## TASKS TO COMPLETE
1. Give every section heading in the gas meter passage that comes after its title.
2. Repeat word for word the part of the gas meter passage that opens with the words containing "FIG. 13 depicts" and closes with "meter of FIG. 8.".
3. Pick up the gas meter passage after its final line and keep writing it.

## PASSAGE TO READ
────────

MEASURING FLUID TEMPERATURE IN A GAS METER

Abstract

A temperature probe is configured for use in gas meters. These configurations may include a thermo-well that extends through the body of the gas meter. The thermo-well may have an end proximate a center axis of the body, which corresponds with a center or middle of flow that transit the device. A temperature sensor may reside in the thermo-well at this end. In one implementation, thermo-conductive material may secure the sensor in position in the thermos-well. This material may enhance thermal conduction between the temperature sensor and the thermos-well. The other parts of the temperature probe may remain thermally-isolated to avoid corruption of the temperature readings.

Description

BACKGROUND

Metrology hardware finds use in systems that require accurate, reliable metering of fluid resources, like water or fuel gas. Gas meters and flow meters are types of metrology hardware that precisely measure a volume of this fluid. These measurements form a basis for billing customers for consumption of the resource. Nominally, use as a billing “machine” requires gas meters (and flow meters) to meet certifications or standards that regulatory bodies promulgate under authority or legal framework of a given country or territory. Some standards are in place to protect public interests, for example, to provide consumer protections for metering and billing consumption of fuel gas. These protections may define units of measure or set thresholds for realization of these units of measure in practice in order to ensure the device generates measurements with appropriate accuracy and reliability. Data that reflects temperature and pressure of the resource is fundamental to meet these accuracy requirements. However, design of flow meters often frustrate measurements at locations that would provide the most accurate measure of these parameters.

SUMMARY

The subject matter herein relates to improvements to gas meters or metrology hardware to provide more accurate temperature measurements. Of particular interest are embodiments that locate temperature sensors in the middle of flow through the device. These embodiments may employ structure to minimize effects of temperature gradient that can prevail in the field, often between temperature in proximity to the meter (or “ambient temperature”) and temperature of gas or fluid that flows through the meter. This feature can avoid certain distortion that the temperature gradient may cause to the volume measurements the gas meter provides for billing purposes because it minimizes effects of ambient temperature on the temperature readings.

DRAWINGS

Reference is now made briefly to the accompanying drawings, in which:

FIG. 1 depicts a perspective view of an exemplary embodiment of a gas meter;

FIG. 2 depicts a schematic diagram of the gas meter of FIG. 1;

FIG. 3 depicts a schematic diagram of the gas meter of FIG. 1;

FIG. 4 depicts a schematic diagram of the gas meter of FIG. 1;

FIG. 5 depicts a schematic diagram of the gas meter of FIG. 1;

FIG. 6 depicts a schematic diagram of the gas meter of FIG. 1;

FIG. 7 depicts a schematic diagram of an exemplary embodiment of a temperature sensor for use in the gas meter of FIG. 1;

FIG. 8 depicts an example of the temperature sensor of FIG. 7;

FIG. 9 depicts a plot of temperature data gathered from the gas meter of FIG. 8;

FIG. 10 depicts a plot of temperature data gathered from the gas meter of FIG. 8;

FIG. 11 depicts a plot of temperature data gathered from the gas meter of FIG. 8;

FIG. 12 depicts a plot of temperature data gathered from the gas meter of FIG. 8;

FIG. 13 depicts a plot of temperature data gathered from the gas meter of FIG. 8; and

FIG. 14 depicts a plot of temperature data gathered from the gas meter of FIG. 8.

────────

Object location annotation data:
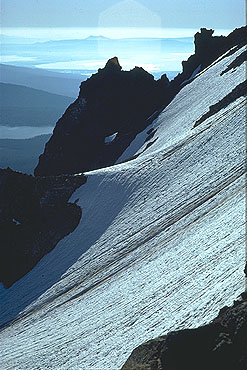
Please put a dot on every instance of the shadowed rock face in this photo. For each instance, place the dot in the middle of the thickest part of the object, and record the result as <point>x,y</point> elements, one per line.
<point>110,101</point>
<point>220,345</point>
<point>34,216</point>
<point>119,102</point>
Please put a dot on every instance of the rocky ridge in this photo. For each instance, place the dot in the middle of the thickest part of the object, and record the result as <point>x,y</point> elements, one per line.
<point>113,106</point>
<point>34,215</point>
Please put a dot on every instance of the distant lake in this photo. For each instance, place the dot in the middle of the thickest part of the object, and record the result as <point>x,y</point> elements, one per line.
<point>23,132</point>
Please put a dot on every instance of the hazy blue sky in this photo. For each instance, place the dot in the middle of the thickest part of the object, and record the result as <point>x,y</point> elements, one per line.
<point>125,13</point>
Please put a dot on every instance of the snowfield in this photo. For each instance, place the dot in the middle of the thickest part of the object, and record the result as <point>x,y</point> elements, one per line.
<point>160,245</point>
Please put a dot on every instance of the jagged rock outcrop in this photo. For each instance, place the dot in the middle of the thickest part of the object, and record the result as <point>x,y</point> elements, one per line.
<point>110,102</point>
<point>220,345</point>
<point>207,49</point>
<point>34,216</point>
<point>118,102</point>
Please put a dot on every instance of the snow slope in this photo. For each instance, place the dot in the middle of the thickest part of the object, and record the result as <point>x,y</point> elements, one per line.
<point>160,245</point>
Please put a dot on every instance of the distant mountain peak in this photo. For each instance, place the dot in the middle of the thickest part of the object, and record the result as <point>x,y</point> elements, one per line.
<point>96,38</point>
<point>113,63</point>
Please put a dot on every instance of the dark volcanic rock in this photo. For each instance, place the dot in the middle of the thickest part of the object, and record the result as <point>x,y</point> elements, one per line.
<point>118,102</point>
<point>221,345</point>
<point>34,216</point>
<point>110,101</point>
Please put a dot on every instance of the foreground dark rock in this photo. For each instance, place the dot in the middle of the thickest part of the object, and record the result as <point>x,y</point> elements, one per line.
<point>110,102</point>
<point>221,345</point>
<point>34,216</point>
<point>118,102</point>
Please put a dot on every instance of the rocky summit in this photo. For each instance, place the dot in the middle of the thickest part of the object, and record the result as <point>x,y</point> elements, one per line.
<point>111,102</point>
<point>113,106</point>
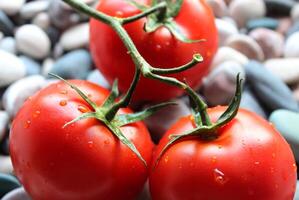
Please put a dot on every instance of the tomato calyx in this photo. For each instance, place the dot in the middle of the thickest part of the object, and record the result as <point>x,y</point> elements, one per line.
<point>164,16</point>
<point>103,114</point>
<point>206,130</point>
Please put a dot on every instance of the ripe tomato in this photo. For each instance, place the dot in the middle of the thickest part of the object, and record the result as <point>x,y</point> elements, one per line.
<point>81,161</point>
<point>160,48</point>
<point>249,160</point>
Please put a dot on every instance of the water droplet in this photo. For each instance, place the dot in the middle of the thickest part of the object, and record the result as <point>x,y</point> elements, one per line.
<point>219,177</point>
<point>63,92</point>
<point>36,114</point>
<point>63,103</point>
<point>214,159</point>
<point>27,124</point>
<point>166,159</point>
<point>82,109</point>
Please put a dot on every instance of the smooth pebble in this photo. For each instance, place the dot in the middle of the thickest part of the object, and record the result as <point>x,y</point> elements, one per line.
<point>33,41</point>
<point>268,88</point>
<point>17,194</point>
<point>287,123</point>
<point>75,37</point>
<point>271,42</point>
<point>287,69</point>
<point>244,10</point>
<point>11,67</point>
<point>18,92</point>
<point>247,46</point>
<point>73,65</point>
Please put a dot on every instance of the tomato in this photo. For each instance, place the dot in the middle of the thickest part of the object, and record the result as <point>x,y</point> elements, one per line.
<point>160,48</point>
<point>249,160</point>
<point>81,161</point>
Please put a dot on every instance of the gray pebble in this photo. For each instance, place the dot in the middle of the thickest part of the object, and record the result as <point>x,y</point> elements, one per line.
<point>75,37</point>
<point>11,68</point>
<point>7,183</point>
<point>287,69</point>
<point>4,120</point>
<point>291,48</point>
<point>96,77</point>
<point>17,93</point>
<point>271,42</point>
<point>32,67</point>
<point>73,65</point>
<point>287,123</point>
<point>32,8</point>
<point>244,10</point>
<point>33,41</point>
<point>8,44</point>
<point>247,46</point>
<point>222,80</point>
<point>250,102</point>
<point>269,89</point>
<point>11,7</point>
<point>17,194</point>
<point>6,25</point>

────────

## EXPECTED RESPONSES
1. Abstract, Description, BACKGROUND, SUMMARY, DRAWINGS

2.
FIG. 13 depicts a plot of temperature data gathered from the gas meter of FIG. 8; and

FIG. 14 depicts a plot of temperature data gathered from the gas meter of FIG. 8.

3.
These drawings and any description herein represent examples that may disclose or explain the invention. The examples include the best mode and enable any person skilled in the art to practice the invention, including making and using any devices or systems and performing any incorporated methods. The drawings are not to scale unless the discussion indicates otherwise. Elements in the examples may appear in one or more of the several views or in combinations of the several views. The drawings may use like reference characters to designate identical or corresponding elements. Methods are exemplary only and may be modified by, for example, reordering, adding, removing, and/or altering individual steps or stages. The specification may identify such stages, as well as any parts, components, elements, or functions, in the singular with the word “a” or “an;” however, this should not exclude plural of any such designation, unless the specification explicitly recites or explains such exclusion. Likewise, any references to “one embodiment” or “one implementation” should does not exclude the existence of additional embodiments or implementations that also incorporate the recited features.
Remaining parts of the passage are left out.